La dissuasion nucléaire de l’adhésion tacite au doute contestataire
L’opinion publique française a adhéré massivement au concept de dissuasion nucléaire défendu par la Ve République et, par conséquent, soutenu les investissements massifs consentis dans cette perspective. L’auteur, qui est opposé aux armes nucléaires, estime que cet état de choses évolue actuellement et que la politique de dissuasion de la France ne fait plus l’unanimité. Nous invitons nos lecteurs à en débattre en bas de l’article, dans la section commentaires.
Dans le dossier « Nucléaire, retour vers le futur » du n° 780 de La Jaune et la Rouge, Fanny Bazile décrit dans son article à la page 54 les questions liées à l’acceptabilité du nucléaire civil par la population. Son article est intitulé « De la controverse à l’acceptation » et ne traite que du nucléaire civil.

### EXERCICE ÉCRIT
Relevez, s'il vous plaît, tous les noms propres présents dans le document sur la dissuasion nucléaire. Le matériel qui suit est indépendant du document.

### DONNÉES FOURNIES
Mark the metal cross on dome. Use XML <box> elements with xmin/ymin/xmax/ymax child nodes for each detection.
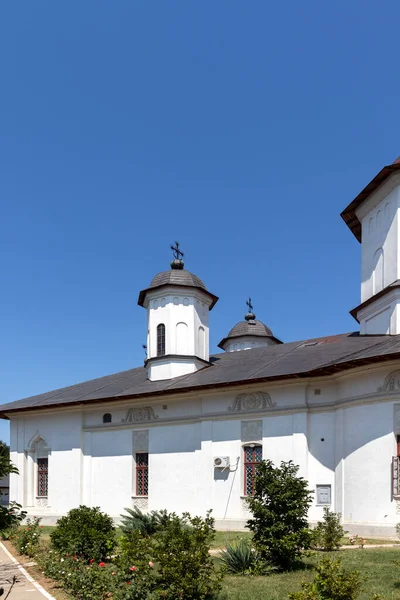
<box><xmin>170</xmin><ymin>242</ymin><xmax>185</xmax><ymax>260</ymax></box>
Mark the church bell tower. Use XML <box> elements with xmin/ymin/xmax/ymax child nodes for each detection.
<box><xmin>138</xmin><ymin>242</ymin><xmax>218</xmax><ymax>381</ymax></box>
<box><xmin>341</xmin><ymin>158</ymin><xmax>400</xmax><ymax>335</ymax></box>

### RÉSULTAT FINAL
- Ve République
- France
- La Jaune et la Rouge
- Fanny Bazile